• Problem to work on:
Offset every bounding-box coordinate in the answers by adding 106, and write out again everything from the first of the lines below down to the line containing "274;60;456;293", requests included.

= = = = = = =

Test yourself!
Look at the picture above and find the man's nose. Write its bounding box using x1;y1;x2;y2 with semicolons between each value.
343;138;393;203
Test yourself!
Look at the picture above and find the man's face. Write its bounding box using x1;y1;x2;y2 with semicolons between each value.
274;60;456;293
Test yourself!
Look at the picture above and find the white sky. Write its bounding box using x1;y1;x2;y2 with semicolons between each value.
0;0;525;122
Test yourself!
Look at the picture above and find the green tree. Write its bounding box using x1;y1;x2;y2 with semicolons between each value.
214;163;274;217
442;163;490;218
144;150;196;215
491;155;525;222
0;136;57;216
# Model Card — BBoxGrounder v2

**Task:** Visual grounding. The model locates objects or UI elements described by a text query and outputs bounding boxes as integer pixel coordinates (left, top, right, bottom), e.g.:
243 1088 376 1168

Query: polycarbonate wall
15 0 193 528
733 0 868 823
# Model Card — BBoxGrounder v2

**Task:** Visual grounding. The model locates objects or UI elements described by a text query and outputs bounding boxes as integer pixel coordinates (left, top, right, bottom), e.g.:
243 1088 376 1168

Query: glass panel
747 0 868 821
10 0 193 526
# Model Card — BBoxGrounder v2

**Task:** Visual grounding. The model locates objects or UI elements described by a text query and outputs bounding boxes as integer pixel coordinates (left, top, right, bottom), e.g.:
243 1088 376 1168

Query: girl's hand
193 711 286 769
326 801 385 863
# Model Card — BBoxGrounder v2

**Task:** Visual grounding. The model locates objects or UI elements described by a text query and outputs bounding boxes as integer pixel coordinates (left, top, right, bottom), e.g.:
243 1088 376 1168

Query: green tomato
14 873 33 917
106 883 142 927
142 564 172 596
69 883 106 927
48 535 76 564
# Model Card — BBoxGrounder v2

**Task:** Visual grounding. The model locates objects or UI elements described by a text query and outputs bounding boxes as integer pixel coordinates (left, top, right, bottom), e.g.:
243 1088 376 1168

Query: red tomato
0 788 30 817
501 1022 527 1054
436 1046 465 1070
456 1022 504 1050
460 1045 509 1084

= = = = = = =

• Right answer:
Test yourself!
Look at the picture above and find the man's nose. Write its bounding box using x1;y1;x2;y2 with semicolons between each value.
449;244;499;309
Test yourself!
Look at the picture above and find the man's face. Write its bounding box using x1;y1;x2;y2 with semicolons between each value.
380;166;562;399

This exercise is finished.